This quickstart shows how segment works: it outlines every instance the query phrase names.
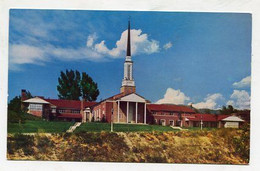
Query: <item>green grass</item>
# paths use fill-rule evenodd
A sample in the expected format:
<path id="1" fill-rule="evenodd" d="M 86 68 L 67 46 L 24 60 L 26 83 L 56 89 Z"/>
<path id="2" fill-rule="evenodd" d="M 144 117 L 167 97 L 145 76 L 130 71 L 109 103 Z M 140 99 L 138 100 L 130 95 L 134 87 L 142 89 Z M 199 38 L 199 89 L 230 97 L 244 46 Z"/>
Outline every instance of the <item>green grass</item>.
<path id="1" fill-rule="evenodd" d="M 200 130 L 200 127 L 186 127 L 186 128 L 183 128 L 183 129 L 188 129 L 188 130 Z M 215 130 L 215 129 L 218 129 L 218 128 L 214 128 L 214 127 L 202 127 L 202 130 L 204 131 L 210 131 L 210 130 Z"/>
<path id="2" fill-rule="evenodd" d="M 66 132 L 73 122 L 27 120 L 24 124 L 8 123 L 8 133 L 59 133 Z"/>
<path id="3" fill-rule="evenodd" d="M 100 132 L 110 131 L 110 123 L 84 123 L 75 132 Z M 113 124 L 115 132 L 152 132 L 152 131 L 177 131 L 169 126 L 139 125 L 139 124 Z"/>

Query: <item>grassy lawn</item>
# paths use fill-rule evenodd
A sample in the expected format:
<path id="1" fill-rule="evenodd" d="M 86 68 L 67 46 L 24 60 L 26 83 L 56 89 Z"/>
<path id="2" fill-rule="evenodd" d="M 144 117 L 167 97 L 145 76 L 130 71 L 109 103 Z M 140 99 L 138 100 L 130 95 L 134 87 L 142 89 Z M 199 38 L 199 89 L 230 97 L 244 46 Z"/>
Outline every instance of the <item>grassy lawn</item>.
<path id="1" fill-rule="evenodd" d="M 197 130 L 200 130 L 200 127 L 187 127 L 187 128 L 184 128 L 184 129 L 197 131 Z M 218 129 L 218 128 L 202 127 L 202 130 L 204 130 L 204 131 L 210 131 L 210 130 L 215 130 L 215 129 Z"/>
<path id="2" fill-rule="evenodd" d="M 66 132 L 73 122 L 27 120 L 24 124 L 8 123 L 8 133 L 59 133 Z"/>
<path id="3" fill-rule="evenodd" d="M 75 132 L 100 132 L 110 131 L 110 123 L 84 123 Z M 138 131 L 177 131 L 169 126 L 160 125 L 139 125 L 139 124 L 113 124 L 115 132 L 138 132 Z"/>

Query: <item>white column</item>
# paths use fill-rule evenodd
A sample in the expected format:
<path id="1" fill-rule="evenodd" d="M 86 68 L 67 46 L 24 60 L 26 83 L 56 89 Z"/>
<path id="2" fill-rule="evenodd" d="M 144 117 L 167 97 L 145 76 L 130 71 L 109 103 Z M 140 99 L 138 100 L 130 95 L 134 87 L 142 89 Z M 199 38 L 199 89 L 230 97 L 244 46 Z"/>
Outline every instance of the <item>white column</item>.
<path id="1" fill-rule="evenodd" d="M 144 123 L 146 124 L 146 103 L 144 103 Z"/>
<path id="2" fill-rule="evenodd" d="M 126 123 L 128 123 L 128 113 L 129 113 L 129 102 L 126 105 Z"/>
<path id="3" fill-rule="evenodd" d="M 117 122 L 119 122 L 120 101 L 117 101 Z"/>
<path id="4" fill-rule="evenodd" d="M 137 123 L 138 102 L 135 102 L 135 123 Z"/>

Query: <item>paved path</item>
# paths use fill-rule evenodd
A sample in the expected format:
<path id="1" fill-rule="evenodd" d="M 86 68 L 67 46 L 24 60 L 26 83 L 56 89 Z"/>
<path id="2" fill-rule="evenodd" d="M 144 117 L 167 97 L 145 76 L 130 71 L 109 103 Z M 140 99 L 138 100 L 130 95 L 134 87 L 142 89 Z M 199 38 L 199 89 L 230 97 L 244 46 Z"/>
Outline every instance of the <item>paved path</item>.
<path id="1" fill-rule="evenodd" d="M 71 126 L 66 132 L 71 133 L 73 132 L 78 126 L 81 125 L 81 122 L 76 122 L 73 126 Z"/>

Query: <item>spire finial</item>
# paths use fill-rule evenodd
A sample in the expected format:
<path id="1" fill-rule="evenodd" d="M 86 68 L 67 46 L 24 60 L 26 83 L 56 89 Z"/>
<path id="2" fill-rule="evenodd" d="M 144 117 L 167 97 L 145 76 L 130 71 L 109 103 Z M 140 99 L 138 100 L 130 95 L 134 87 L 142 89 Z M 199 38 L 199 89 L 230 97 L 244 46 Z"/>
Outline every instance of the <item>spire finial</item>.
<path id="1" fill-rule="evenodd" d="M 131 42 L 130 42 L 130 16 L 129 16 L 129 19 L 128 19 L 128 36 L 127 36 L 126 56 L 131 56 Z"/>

> _Problem to solve_
Copy out the lines above exactly, starting with the line that contains "Query: <item>grassy lawn</item>" and continuing through the line that contains "75 132 L 100", including both of those lines.

> _The result_
Query: <item>grassy lawn</item>
# paths use fill-rule evenodd
A sample in the expected format:
<path id="1" fill-rule="evenodd" d="M 86 68 L 67 46 L 24 60 L 26 83 L 56 89 Z"/>
<path id="2" fill-rule="evenodd" d="M 144 117 L 167 97 L 145 76 L 130 71 L 109 103 Z M 140 99 L 138 100 L 130 95 L 134 87 L 142 89 Z M 199 38 L 199 89 L 230 97 L 244 46 Z"/>
Outline every instance of the <item>grassy lawn</item>.
<path id="1" fill-rule="evenodd" d="M 197 130 L 200 130 L 200 127 L 187 127 L 187 128 L 184 128 L 184 129 L 197 131 Z M 218 129 L 218 128 L 202 127 L 202 130 L 204 130 L 204 131 L 210 131 L 210 130 L 215 130 L 215 129 Z"/>
<path id="2" fill-rule="evenodd" d="M 66 132 L 73 122 L 27 120 L 24 124 L 8 123 L 8 133 L 59 133 Z"/>
<path id="3" fill-rule="evenodd" d="M 75 132 L 100 132 L 110 131 L 110 123 L 84 123 Z M 138 131 L 177 131 L 169 126 L 160 125 L 139 125 L 139 124 L 113 124 L 115 132 L 138 132 Z"/>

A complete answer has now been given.